[Start]

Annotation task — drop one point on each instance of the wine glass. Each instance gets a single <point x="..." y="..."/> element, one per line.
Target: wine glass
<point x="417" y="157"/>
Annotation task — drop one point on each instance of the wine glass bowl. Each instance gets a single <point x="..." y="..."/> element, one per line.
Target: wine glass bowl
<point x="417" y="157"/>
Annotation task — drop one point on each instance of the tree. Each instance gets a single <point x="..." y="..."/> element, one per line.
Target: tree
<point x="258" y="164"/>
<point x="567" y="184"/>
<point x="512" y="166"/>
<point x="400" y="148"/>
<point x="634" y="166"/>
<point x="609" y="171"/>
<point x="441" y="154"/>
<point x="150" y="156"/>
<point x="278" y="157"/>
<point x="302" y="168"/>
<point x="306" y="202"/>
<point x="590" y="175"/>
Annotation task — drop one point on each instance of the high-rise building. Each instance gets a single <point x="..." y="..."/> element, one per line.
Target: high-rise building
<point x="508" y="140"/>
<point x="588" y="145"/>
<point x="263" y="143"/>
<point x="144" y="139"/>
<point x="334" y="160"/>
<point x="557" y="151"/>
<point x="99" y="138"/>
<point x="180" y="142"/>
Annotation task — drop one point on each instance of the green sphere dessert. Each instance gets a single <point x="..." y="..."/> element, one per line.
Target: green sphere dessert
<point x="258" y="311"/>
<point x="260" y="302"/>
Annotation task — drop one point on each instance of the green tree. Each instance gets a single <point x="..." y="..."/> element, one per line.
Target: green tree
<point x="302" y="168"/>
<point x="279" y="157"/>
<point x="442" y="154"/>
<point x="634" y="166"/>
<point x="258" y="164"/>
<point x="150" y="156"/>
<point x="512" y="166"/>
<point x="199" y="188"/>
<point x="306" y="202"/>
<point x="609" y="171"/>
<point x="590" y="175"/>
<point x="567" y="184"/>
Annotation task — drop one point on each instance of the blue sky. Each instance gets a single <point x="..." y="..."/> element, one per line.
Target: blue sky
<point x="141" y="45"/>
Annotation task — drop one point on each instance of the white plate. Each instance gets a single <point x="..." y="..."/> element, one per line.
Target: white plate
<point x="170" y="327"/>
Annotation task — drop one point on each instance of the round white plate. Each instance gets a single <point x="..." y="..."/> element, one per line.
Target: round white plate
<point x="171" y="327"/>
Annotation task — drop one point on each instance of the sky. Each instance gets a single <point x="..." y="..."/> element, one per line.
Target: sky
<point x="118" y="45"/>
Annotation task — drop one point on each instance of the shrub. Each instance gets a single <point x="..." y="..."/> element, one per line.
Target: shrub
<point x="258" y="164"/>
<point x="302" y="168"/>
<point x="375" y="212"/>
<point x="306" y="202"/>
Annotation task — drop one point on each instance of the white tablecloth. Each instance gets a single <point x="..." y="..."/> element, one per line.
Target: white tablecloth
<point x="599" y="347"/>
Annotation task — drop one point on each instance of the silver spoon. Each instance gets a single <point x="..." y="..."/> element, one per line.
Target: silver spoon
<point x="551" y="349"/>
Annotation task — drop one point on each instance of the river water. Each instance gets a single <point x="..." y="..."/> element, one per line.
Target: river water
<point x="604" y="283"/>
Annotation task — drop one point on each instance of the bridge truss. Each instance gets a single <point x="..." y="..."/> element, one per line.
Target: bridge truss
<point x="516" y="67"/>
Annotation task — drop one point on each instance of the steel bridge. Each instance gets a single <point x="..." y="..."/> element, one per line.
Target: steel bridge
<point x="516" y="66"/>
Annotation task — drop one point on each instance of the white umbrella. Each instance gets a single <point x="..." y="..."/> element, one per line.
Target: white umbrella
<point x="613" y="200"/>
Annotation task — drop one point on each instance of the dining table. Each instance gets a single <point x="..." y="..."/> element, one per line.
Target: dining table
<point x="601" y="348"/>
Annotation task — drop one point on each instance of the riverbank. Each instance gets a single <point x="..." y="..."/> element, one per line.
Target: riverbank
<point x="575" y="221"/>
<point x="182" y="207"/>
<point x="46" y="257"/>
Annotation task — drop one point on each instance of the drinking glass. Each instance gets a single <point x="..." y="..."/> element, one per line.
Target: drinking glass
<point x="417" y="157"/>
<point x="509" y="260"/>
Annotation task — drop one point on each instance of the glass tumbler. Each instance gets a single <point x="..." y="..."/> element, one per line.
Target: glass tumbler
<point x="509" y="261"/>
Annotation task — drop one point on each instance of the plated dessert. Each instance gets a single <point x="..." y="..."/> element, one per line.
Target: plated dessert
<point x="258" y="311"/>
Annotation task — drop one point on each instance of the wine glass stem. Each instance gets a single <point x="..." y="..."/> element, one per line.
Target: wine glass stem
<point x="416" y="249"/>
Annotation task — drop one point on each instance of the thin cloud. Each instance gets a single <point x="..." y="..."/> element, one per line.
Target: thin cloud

[End]

(DO THIS):
Reproduce everything from the line containing "of the plated" down to the end of the records, including the requests. Rescale only the x and y coordinates in the answers by multiplying them by 0.5 and rounding to whole numbers, with halves rounded up.

(EXERCISE RESPONSE):
Annotation task — drop one point on each instance of the plated dessert. Each instance gets a single <point x="..." y="..."/> element, one per line.
Target: plated dessert
<point x="129" y="156"/>
Annotation task — drop one point on each instance of the wine glass stem. Each instance gets a single <point x="..." y="..."/> element, one per line.
Target: wine glass stem
<point x="208" y="125"/>
Annotation task — drop one point on each instance of the thin cloud. Each instance gets a single <point x="..." y="..."/> element, one per line.
Target: thin cloud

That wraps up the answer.